→ Task goal
Nothing below is to be printed except the lines between the line holding "of the rough" and the line holding "the dark wet", inclusive, each exactly as it appears.

→ Records to process

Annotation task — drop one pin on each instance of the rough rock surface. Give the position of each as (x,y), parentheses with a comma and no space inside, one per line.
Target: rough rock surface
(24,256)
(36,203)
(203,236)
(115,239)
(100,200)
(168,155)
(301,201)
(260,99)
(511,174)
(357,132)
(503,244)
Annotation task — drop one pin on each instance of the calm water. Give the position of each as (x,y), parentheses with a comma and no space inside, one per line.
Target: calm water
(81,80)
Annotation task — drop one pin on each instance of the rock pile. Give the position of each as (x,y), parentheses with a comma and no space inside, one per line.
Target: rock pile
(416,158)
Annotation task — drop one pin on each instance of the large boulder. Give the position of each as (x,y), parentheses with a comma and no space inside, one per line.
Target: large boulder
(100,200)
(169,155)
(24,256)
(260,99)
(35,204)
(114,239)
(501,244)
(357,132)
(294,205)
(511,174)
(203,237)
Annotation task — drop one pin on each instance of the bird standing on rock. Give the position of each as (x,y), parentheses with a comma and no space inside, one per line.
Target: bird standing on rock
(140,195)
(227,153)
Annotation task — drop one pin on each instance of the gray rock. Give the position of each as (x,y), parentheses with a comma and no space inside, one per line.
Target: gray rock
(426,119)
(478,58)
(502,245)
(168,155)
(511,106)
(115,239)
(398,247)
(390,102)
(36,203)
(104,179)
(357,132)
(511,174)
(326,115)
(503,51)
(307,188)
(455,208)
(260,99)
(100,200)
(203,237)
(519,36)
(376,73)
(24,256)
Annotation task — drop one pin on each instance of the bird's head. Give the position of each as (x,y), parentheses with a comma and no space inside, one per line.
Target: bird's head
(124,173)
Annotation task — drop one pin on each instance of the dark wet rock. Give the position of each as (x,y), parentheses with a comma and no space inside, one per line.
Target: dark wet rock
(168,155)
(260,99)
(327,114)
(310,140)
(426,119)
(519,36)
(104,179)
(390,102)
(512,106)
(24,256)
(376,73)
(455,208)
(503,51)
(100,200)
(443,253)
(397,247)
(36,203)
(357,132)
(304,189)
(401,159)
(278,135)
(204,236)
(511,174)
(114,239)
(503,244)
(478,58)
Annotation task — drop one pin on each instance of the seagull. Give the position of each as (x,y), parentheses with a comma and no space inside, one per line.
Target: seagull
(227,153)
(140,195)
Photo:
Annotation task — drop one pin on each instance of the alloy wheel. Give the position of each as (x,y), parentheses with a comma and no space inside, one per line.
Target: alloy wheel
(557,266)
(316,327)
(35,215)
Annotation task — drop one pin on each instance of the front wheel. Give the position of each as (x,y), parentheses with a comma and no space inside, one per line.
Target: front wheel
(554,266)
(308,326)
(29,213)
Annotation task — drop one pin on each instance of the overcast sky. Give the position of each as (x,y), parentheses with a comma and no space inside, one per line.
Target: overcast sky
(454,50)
---
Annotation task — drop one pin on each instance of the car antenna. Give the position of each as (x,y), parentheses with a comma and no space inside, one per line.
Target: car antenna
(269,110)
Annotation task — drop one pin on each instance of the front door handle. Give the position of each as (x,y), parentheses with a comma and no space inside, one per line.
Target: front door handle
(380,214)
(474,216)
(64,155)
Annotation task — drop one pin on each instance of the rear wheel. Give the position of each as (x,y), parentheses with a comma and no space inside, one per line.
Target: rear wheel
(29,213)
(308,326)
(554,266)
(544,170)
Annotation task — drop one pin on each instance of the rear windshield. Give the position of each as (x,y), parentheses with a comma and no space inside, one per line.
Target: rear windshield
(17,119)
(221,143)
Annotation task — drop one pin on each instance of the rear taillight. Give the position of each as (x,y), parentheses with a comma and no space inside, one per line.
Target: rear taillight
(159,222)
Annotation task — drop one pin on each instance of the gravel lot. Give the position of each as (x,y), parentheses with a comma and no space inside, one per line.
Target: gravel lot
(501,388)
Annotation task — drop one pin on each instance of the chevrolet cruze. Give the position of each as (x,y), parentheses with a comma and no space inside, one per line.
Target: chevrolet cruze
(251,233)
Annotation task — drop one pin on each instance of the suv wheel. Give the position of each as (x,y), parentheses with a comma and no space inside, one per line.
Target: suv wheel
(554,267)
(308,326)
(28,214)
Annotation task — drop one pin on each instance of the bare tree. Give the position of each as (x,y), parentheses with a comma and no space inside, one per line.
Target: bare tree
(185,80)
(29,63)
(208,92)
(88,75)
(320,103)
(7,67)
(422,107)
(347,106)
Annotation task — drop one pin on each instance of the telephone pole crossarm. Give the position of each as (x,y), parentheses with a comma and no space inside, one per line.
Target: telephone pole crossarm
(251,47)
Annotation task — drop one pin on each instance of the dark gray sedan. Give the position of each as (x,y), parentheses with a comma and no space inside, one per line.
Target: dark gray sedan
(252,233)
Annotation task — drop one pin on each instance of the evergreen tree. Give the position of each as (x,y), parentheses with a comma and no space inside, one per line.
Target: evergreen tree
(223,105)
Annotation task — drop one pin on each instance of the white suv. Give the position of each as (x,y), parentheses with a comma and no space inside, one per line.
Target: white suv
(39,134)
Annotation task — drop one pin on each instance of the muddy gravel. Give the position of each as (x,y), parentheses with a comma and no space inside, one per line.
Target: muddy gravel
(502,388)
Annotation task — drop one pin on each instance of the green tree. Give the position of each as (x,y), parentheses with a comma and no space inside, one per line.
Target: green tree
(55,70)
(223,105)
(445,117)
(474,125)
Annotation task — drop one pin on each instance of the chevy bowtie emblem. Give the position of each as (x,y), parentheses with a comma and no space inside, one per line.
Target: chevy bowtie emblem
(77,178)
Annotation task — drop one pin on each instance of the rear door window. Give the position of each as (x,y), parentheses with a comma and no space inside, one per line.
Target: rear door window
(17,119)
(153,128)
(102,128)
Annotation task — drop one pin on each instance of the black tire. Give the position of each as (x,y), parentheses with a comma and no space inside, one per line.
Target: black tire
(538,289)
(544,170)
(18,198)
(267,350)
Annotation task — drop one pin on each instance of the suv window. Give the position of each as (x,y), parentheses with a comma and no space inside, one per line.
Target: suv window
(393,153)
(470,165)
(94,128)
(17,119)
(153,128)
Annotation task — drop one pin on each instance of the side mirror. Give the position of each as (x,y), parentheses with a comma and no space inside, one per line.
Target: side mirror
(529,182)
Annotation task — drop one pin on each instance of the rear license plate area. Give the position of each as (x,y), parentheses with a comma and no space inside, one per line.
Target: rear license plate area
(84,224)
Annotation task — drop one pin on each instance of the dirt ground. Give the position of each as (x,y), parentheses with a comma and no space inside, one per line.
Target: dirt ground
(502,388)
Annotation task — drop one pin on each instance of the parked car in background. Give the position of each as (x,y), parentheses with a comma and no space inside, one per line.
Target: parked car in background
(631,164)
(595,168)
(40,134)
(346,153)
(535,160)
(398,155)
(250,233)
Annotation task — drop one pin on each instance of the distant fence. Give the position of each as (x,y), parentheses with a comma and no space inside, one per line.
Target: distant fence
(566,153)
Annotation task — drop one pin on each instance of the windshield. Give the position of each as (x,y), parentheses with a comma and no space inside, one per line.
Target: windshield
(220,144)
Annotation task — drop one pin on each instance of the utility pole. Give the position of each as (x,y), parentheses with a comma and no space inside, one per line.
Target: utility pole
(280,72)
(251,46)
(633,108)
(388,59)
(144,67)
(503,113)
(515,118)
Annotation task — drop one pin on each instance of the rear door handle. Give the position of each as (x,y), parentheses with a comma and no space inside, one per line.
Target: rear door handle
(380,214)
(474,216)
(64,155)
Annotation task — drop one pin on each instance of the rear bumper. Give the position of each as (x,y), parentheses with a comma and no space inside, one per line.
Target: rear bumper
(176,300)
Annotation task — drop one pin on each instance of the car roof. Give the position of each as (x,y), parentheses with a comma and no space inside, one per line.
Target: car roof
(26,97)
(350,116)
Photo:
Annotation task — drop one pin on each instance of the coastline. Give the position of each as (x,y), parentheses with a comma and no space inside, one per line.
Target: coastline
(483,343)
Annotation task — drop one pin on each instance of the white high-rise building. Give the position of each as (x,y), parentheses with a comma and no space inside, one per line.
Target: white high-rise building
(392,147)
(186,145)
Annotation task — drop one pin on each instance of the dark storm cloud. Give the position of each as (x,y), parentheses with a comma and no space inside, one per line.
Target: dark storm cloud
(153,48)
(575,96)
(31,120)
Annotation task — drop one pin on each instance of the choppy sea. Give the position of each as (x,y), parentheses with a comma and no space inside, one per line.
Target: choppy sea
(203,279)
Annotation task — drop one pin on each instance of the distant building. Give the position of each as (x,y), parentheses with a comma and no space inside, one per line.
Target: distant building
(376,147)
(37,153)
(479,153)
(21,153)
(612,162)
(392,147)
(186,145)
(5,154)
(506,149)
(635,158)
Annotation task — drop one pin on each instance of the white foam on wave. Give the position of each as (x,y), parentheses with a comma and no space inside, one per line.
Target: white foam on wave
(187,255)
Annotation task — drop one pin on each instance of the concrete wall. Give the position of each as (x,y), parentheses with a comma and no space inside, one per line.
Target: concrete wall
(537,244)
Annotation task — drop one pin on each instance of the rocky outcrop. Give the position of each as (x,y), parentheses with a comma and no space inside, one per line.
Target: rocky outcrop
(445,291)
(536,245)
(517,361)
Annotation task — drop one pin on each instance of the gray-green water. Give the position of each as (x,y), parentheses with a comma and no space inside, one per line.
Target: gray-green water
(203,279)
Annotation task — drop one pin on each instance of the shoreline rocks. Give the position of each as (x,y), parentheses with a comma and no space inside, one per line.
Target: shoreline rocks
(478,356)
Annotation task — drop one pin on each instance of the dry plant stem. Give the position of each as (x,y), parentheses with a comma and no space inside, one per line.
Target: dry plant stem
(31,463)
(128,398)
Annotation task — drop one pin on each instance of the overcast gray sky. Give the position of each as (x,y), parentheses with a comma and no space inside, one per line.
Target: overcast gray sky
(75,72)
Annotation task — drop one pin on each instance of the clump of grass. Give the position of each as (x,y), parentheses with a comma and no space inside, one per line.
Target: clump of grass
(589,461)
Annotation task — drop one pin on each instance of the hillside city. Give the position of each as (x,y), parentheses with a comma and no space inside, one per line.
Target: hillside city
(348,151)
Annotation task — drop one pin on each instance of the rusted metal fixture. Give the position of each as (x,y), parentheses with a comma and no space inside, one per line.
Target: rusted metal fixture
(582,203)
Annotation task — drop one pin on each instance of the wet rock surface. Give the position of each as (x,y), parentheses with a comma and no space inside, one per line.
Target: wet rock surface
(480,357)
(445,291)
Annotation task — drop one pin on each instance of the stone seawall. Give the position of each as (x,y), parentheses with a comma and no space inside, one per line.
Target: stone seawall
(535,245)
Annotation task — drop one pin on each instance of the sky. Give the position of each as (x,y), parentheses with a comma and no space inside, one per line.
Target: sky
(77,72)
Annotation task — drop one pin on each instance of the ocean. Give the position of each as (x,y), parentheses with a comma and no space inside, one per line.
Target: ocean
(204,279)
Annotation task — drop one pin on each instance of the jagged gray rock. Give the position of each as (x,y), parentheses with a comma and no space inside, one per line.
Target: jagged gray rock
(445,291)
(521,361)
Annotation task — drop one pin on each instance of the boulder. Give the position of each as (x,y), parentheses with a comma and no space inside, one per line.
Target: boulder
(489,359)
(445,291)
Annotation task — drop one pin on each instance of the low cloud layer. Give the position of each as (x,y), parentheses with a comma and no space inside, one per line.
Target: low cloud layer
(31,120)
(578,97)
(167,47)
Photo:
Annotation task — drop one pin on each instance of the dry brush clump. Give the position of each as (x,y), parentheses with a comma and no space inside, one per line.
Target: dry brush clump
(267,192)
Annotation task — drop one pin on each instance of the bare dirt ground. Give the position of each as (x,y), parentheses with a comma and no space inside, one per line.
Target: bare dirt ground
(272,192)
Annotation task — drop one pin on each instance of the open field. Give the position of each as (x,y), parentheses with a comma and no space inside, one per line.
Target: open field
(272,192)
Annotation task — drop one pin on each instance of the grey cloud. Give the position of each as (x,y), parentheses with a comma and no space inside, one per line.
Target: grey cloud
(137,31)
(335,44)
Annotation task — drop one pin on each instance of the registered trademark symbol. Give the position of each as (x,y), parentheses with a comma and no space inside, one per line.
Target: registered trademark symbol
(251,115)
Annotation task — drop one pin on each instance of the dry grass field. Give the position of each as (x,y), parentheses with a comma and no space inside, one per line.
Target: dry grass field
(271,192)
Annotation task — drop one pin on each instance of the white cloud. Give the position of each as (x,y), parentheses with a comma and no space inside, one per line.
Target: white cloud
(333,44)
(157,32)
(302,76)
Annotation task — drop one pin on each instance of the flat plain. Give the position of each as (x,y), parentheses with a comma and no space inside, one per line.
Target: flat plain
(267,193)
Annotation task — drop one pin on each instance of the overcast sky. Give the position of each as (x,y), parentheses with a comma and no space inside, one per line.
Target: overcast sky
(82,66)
==
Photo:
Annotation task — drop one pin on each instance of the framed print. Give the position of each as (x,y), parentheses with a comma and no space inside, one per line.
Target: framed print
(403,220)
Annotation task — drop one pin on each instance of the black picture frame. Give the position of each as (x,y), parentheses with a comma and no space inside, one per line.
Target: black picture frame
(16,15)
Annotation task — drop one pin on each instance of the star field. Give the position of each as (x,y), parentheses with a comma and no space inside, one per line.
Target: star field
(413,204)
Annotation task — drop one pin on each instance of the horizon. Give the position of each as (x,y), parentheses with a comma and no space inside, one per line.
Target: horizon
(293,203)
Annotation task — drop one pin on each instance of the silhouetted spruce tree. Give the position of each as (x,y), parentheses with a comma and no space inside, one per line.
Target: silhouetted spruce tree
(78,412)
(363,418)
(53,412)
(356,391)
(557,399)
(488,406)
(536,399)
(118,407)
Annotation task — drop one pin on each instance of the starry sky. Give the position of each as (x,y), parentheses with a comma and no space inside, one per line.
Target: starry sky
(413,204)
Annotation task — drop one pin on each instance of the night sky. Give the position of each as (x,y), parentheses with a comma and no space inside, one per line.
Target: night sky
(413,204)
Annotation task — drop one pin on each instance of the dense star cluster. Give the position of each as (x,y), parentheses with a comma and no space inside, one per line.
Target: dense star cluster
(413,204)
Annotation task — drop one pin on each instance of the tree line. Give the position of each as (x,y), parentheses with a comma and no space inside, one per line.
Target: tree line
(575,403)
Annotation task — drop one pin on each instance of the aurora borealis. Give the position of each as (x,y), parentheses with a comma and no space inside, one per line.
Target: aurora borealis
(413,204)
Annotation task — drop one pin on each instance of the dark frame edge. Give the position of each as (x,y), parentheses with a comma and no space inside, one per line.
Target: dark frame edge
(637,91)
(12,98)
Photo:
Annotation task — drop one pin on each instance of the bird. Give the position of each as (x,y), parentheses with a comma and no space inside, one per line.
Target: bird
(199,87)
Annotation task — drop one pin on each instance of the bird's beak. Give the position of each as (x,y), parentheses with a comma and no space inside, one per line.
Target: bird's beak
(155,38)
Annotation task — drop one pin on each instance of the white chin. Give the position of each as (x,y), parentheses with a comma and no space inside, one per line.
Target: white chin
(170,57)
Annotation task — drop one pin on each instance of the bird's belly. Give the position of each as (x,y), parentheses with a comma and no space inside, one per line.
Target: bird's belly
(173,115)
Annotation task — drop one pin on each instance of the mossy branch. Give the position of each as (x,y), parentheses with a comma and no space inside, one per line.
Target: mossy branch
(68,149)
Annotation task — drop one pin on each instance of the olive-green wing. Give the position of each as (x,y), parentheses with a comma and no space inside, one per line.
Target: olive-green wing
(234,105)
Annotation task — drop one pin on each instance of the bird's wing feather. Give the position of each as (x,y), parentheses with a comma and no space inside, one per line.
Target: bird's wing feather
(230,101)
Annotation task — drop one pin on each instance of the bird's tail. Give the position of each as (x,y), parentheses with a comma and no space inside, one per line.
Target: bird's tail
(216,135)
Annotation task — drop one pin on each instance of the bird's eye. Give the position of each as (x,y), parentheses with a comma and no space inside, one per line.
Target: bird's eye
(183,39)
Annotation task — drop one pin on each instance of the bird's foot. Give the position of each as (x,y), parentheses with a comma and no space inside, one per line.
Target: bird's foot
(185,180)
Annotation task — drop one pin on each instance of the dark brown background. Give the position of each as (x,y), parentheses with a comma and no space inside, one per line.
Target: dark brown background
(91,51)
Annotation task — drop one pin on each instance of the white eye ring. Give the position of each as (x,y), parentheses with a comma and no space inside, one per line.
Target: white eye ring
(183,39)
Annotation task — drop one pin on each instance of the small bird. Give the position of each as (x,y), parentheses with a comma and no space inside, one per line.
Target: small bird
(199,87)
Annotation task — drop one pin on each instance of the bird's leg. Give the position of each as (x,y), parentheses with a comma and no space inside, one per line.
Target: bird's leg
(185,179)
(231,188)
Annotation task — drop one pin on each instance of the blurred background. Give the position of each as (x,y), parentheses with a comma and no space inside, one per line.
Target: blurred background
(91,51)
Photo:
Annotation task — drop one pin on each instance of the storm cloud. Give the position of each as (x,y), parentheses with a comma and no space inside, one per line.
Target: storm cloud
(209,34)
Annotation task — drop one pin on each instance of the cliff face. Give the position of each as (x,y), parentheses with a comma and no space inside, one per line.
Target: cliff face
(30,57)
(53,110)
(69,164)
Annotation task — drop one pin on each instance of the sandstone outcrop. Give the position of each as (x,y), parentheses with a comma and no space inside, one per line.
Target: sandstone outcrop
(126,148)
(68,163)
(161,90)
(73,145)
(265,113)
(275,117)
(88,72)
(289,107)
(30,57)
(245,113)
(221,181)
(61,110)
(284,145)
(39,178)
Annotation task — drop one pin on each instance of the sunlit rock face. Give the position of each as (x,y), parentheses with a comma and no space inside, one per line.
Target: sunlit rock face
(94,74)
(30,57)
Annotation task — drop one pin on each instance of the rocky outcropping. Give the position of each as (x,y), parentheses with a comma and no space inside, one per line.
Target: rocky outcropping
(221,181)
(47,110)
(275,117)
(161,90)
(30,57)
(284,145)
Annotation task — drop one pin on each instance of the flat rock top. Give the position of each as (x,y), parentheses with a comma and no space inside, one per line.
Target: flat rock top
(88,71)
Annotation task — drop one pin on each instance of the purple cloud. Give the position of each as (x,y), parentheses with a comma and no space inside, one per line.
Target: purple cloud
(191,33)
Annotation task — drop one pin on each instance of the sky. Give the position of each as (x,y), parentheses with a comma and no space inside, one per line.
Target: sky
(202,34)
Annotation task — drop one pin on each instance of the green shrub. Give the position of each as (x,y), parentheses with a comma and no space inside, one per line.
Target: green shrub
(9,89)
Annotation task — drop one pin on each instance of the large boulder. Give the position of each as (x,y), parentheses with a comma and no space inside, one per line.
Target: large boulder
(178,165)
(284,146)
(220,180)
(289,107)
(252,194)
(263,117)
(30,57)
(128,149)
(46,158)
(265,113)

→ Task result
Annotation task — drop one pin on each instance of the rough rock surface. Give the position of each as (x,y), parentheses with a comma and no space inside, one per line.
Target: rough rock surface
(24,256)
(36,203)
(203,236)
(115,239)
(100,200)
(168,155)
(301,201)
(260,99)
(511,174)
(357,132)
(503,244)
Annotation task — drop one pin on each instance of the calm water. Give the position of each as (x,y), parentheses with a comma and no space inside, one per line.
Target: calm water
(81,80)
Annotation task — drop one pin on each instance of the rock pile. Give the position of each as (x,y), parentheses with a comma and no space inside, one per line.
Target: rock pile
(416,158)
Annotation task — drop one pin on each instance of the large boulder. Give the position of each as (x,y), parentheses with a comma and no space inside, one per line.
Target: large boulder
(100,200)
(169,155)
(24,256)
(260,99)
(35,204)
(114,239)
(501,244)
(357,132)
(294,205)
(511,174)
(203,237)
Annotation task — drop one pin on each instance of the bird standing on rock. Give the position of each as (x,y), parentheses with a comma and no space inside, one per line.
Target: bird standing on rock
(140,195)
(227,153)
Annotation task — drop one pin on each instance of the gray rock. Give the position of each as (x,y), parentheses with a comma and no space inside, one per line.
Target: gray rock
(426,119)
(478,58)
(502,245)
(168,155)
(511,106)
(115,239)
(398,247)
(390,102)
(36,203)
(104,179)
(357,132)
(511,174)
(326,115)
(503,51)
(307,188)
(455,208)
(260,99)
(100,200)
(203,237)
(519,36)
(376,73)
(24,256)
Annotation task — drop one pin on each instance of the bird's head. Give the position of each as (x,y), parentheses with a comma and no space inside, one per line.
Target: bird's head
(124,173)
Annotation task — drop one pin on each instance of the dark wet rock. Give the position of each as (x,y), parentheses with a comma and no space inside, one per line.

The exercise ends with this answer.